WHAT IS NEEDED
Reproduce every one of the records below word for word, changing nothing.

(Data entries)
.....

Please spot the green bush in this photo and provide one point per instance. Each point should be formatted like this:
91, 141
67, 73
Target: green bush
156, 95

.....

ANSWER TO THE TASK
Please spot the green bush in this photo and provide one point per instance. Each point should be formatted like this:
91, 141
67, 73
Target: green bush
156, 95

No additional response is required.